Emerson Lake And Palmer: “Fanfare For The Common Man”

MAY 1977 (35 YEARS AGO)
Emerson Lake And Palmer: “Fanfare For The Common Man” b/w “Brain Salad Surgery” (Atlantic 3398) 45 single is released in the US.
“Fanfare for the Common Man” is a song by Emerson, Lake & Palmer (ELP), from the group’s 1977 Works album. Adapted by Keith Emerson from Aaron Copland’s 1942 piece Fanfare for the Common Man, it stands as one of their most popular and enduring pieces.
ELP had previously adapted Copland’s Hoedown for the band’s Trilogy album in 1972. Although ELP did not always initially attribute the classical source for some of their pieces (only attributed in later releases of the albums), Copland was attributed as the source for both Hoedown and Fanfare.
Emerson:
     “…it needed transposing, so I did that first. I wanted to improvise in a key that was sort of bluesy. It ended up in E. The rest of it was straightforward, really. You know, in order to get the shuffle sound, the timing had to be changed, but it was common sense.”
Lake remembers the first time ELP played the adaptation:
     “It was just wonderful how it came about: We were recording in Montreaux, Switzerland, in 1976, and Keith was playing it as a piece of classical music. I played this shuffle bass line behind him and all of a sudden it started to connect. Then Carl came in and we three started to play it. Luckily, the engineer had a two-track running, and that is what’s on the record – the first time we played through the piece.”
In another interview, Lake remarks:
     “We got a very ‘live’ dirty R & B sound that was really incredible. And all done with one microphone. We hadn’t played together for quite a while before that, apart from rehearsals and stuff. ‘Fanfare’ was thoroughly jammed, from top to bottom.”
Stewart Young, ELP’s manager from 1972 – present, made this comment on the documentary Beyond the Beginning:
     “The interesting thing… was that we had to get the permission of Aaron Copland, the composer. The publishing house said forget it. So I got Mr Copland’s home number, called him up and he was very friendly on the phone. And he says “Send it to me, let me listen.” And he loved it. He called me and said “This is brilliant, this is fantastic. This is doing something to my music.”

## RECORD EXTRACTS

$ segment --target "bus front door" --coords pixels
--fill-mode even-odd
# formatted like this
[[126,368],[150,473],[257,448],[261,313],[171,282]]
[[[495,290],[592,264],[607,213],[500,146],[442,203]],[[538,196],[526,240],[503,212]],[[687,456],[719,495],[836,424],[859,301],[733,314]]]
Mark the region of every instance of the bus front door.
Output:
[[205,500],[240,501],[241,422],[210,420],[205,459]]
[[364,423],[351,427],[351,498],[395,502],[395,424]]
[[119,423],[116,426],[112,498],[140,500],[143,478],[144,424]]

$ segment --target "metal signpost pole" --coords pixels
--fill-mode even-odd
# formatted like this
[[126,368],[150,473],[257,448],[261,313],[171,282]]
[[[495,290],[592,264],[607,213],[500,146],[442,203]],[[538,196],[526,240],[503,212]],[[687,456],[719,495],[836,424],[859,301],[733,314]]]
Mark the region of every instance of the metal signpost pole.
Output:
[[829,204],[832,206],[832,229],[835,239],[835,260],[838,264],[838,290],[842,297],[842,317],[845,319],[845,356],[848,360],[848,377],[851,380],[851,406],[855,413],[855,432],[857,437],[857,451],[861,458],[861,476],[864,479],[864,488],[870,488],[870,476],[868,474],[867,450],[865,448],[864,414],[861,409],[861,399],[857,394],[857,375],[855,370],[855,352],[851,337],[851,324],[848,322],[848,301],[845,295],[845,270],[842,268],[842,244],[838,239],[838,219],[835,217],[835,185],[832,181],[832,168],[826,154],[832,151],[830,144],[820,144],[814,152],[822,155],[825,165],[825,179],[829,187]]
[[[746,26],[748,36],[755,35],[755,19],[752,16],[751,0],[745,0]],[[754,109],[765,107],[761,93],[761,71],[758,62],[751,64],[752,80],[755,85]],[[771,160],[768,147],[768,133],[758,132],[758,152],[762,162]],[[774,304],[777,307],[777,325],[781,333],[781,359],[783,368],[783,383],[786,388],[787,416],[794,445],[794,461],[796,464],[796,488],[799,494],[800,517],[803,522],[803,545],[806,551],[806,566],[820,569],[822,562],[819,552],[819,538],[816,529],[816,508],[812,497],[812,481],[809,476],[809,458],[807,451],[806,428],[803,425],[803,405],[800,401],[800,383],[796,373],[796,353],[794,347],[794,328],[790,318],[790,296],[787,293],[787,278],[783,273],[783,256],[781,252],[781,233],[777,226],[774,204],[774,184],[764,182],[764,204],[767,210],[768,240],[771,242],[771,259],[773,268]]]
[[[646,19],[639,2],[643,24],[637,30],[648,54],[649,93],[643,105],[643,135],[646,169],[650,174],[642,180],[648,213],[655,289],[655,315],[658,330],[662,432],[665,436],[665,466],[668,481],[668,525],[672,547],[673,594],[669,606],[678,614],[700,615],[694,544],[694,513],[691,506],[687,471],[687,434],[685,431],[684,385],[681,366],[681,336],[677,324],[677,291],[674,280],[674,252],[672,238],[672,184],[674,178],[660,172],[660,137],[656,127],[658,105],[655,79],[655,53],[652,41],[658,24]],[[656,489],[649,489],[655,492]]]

## WORK INSTRUCTION
Write out the passage of the text about "Fanfare for the Common Man" between "ELP had previously" and "Hoedown and Fanfare.", inclusive. The listing has nothing to do with the text about "Fanfare for the Common Man."

## OUTPUT
ELP had previously adapted Copland’s Hoedown for the band’s Trilogy album in 1972. Although ELP did not always initially attribute the classical source for some of their pieces (only attributed in later releases of the albums), Copland was attributed as the source for both Hoedown and Fanfare.